STATED TASK: Which lines in the listing below contain the string "confirm"? Pull out every such line, counting a match only when the letter case is identical.

Point-labeling examples:
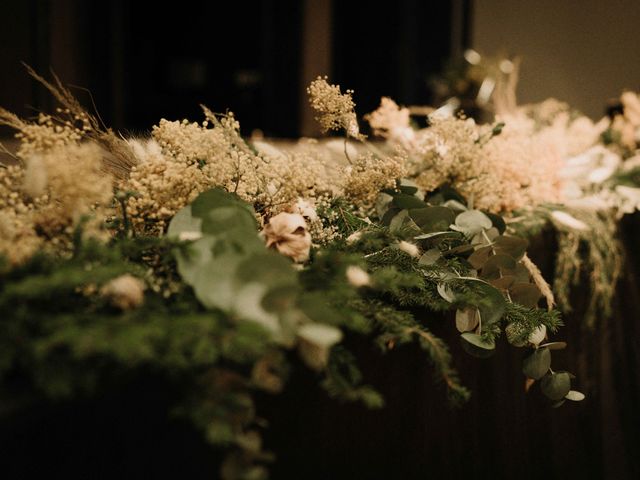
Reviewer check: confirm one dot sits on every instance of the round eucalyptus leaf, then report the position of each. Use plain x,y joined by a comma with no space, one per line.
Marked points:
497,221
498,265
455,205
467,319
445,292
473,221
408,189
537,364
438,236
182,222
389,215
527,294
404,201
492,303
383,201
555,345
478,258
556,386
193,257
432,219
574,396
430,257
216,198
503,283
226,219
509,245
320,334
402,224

...

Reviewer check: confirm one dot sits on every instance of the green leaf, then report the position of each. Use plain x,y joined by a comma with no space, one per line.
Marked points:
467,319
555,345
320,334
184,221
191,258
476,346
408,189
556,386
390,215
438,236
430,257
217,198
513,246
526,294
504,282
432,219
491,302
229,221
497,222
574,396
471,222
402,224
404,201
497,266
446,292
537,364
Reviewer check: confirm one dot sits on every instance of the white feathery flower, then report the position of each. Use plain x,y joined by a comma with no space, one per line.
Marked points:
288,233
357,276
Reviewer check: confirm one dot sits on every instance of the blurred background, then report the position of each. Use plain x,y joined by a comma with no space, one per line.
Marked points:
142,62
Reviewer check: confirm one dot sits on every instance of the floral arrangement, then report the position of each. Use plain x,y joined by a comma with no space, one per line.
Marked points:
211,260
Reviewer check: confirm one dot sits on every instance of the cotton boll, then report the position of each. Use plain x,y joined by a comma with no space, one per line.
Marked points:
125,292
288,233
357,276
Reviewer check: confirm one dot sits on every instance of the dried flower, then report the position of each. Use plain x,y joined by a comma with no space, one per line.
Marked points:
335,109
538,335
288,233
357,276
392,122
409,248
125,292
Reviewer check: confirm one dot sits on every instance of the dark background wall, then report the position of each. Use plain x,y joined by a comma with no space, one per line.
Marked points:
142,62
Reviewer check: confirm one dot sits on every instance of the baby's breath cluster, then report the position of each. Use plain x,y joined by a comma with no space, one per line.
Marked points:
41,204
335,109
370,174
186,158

EXERCISE RESULT:
Reviewer check: confirm one dot sits on every instance of the round eucalyptus leaf, then report the position of each. Use plain x,y joined by a comma with no space, one per line.
Reviewer check: confirm one dot sits on every instance of the green leaf, then report the position of each. Use plain x,y joined by a comma with no space, one per line.
Reviewer check: confirm one dot sits on every instance of the white feathery flower, then report the position of each. Use plain x,y joined by a comma with no space, one per line.
Reviewer check: confirm one dot sits on every instance of the blurred background, then report the position of each. Use plain x,y joined by a comma with no space, one per line.
Reviewer check: confirm one dot sits on every instance of the floral arrangement, then report the position of each. Use plain x,y joined by a comma with no space, one per line.
Reviewer check: confirm one dot sits on every instance of the cotton boll, then report the position of each. Use plain x,y joined by a comma with no space, one per line.
Reviewer check: confirm one dot sits on every instance of the dried flower, then report the position of each. Use plain x,y joined by a comma with no space, one per line.
Reviewer check: confirm one dot sits on every instance of the dark background wall, then report the position of each. Use plain x,y joined by a comma with no space, one per line.
Reviewer check: confirm one dot sits on every instance of the baby's breath cluster, then report the position of each. Use plain x,y joined by a comma with no space, one per line.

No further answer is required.